Action item:
Across the material below, count the lines that include the word "stainless" and give only that count.
··· Data for this exercise ···
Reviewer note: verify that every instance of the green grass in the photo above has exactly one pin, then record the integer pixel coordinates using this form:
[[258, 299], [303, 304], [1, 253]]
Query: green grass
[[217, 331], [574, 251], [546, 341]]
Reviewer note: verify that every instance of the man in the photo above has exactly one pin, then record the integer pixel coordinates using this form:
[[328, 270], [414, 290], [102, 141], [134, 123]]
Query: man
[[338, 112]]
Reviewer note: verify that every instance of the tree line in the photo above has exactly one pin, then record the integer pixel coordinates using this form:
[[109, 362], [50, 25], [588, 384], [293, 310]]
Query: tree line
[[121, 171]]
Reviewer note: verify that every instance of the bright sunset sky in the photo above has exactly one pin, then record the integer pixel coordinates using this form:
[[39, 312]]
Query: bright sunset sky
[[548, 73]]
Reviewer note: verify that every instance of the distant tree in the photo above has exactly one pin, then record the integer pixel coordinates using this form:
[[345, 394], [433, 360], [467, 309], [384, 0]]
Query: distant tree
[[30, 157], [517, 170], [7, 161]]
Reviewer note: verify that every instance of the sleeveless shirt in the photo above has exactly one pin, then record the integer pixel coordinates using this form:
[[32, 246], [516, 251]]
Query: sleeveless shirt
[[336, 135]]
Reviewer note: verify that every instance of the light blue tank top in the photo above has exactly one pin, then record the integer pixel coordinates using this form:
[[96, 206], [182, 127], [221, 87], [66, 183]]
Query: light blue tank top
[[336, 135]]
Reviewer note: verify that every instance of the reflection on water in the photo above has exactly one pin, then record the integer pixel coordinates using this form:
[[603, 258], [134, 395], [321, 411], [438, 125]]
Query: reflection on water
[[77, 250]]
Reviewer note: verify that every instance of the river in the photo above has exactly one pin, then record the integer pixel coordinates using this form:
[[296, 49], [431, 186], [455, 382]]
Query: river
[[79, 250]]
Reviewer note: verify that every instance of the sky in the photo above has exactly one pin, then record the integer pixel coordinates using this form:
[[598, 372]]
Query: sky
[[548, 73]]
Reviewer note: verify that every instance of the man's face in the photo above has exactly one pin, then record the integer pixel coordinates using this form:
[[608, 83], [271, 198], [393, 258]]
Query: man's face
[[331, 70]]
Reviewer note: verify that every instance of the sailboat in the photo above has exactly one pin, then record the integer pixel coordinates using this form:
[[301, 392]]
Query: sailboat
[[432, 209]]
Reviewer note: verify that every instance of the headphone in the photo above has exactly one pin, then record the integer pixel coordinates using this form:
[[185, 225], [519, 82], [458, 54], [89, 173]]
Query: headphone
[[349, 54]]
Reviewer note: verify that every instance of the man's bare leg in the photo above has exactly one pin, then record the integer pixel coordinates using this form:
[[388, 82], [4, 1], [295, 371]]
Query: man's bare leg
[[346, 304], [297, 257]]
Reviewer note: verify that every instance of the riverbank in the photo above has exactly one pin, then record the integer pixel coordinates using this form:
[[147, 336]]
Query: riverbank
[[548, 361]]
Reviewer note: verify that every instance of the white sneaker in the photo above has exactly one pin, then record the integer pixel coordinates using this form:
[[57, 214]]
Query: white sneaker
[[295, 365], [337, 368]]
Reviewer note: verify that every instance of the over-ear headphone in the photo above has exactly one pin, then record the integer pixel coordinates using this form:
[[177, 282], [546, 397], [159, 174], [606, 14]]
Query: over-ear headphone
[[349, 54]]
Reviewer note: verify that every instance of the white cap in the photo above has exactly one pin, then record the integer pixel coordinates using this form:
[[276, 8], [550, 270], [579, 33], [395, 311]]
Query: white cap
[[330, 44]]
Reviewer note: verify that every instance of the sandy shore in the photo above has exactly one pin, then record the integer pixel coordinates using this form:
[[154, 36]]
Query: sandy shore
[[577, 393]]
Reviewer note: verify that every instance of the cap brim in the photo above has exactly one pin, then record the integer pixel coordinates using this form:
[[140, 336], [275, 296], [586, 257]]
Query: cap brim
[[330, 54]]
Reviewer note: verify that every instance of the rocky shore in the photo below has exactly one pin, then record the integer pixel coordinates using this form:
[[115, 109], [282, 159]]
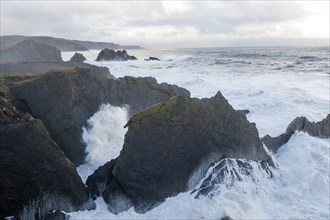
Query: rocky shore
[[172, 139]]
···
··· Data for this exercise ···
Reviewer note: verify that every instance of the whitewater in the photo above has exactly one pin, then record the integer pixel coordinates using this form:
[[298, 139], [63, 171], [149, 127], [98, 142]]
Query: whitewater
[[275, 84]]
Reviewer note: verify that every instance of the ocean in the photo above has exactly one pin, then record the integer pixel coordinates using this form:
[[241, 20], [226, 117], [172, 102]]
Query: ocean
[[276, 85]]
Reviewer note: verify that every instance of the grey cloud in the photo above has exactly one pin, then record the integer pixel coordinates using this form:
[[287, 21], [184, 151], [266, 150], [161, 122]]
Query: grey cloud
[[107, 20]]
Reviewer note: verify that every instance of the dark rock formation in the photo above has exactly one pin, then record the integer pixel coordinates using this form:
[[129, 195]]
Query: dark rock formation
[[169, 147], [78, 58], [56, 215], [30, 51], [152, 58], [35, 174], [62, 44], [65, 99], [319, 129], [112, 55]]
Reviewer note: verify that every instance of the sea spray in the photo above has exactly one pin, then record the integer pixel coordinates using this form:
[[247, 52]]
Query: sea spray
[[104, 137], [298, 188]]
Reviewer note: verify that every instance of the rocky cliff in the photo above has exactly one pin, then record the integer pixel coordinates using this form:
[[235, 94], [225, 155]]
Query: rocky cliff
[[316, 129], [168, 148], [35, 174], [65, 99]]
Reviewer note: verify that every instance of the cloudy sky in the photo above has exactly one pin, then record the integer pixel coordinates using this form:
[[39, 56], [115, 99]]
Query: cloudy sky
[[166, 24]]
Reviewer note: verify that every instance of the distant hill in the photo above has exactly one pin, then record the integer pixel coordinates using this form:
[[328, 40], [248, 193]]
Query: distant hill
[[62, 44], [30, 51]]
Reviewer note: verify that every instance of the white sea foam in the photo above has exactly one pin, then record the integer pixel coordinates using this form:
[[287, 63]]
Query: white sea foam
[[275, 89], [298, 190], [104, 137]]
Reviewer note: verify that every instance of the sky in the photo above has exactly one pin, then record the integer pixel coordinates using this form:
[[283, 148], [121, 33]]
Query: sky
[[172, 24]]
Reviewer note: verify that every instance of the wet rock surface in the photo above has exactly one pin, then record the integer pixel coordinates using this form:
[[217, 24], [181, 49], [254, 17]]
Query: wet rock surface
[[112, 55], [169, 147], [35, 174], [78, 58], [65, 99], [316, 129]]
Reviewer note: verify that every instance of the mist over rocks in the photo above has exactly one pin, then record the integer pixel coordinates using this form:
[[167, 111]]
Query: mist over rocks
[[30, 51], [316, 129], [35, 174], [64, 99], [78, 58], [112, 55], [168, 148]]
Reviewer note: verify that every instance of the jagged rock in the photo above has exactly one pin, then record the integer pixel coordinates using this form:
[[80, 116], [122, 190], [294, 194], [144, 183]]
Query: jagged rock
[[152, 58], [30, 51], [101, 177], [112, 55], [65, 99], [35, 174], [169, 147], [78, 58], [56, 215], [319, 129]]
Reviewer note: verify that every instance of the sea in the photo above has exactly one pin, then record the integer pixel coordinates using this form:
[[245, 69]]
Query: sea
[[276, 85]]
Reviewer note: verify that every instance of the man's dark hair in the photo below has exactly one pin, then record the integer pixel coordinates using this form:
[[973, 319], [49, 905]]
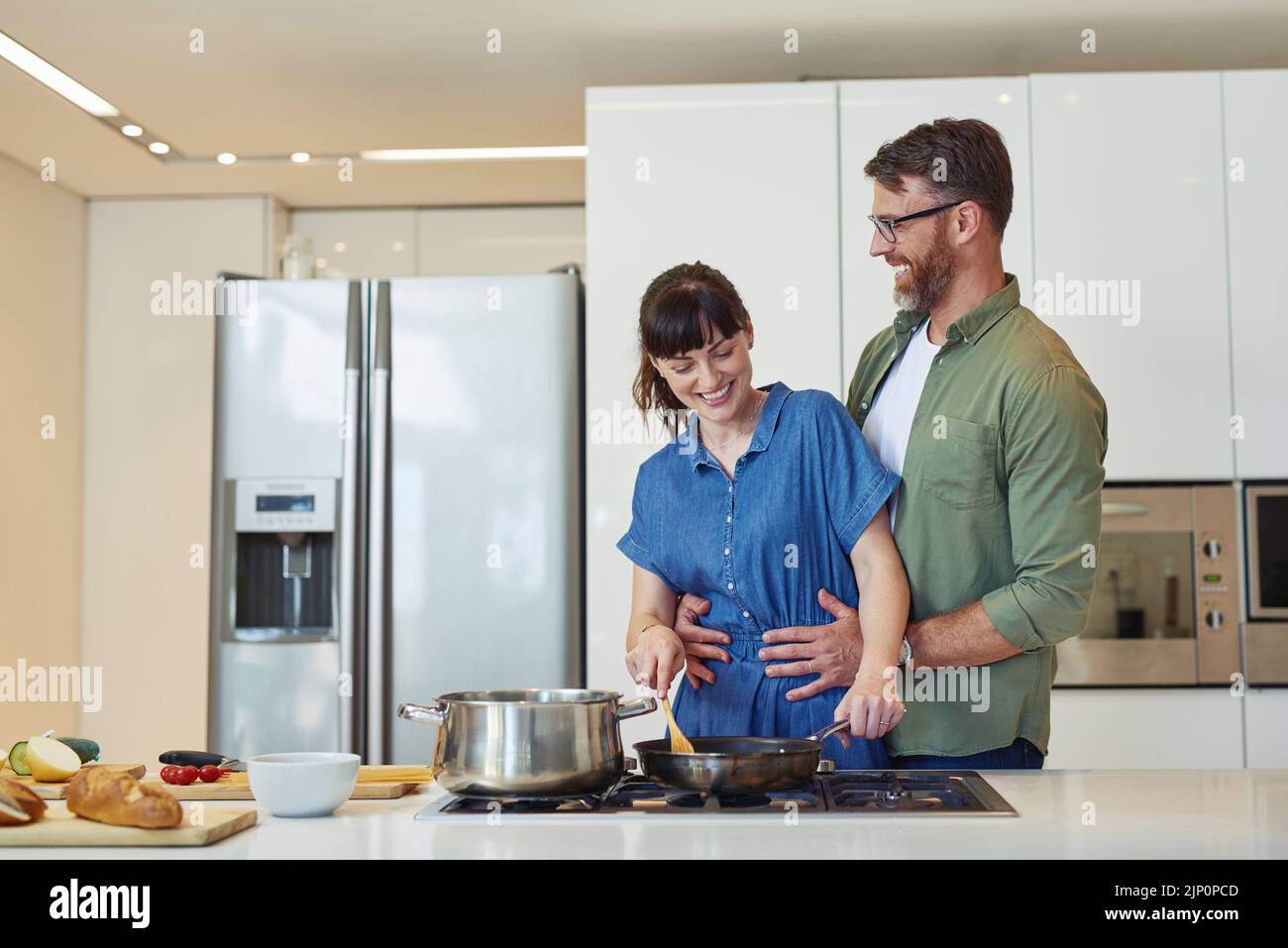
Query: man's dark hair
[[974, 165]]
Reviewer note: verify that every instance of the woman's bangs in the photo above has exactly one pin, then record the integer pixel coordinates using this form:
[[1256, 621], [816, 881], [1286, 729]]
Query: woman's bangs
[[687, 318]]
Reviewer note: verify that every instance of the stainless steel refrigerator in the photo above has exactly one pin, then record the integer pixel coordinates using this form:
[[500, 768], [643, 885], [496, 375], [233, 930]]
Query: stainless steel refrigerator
···
Final answer:
2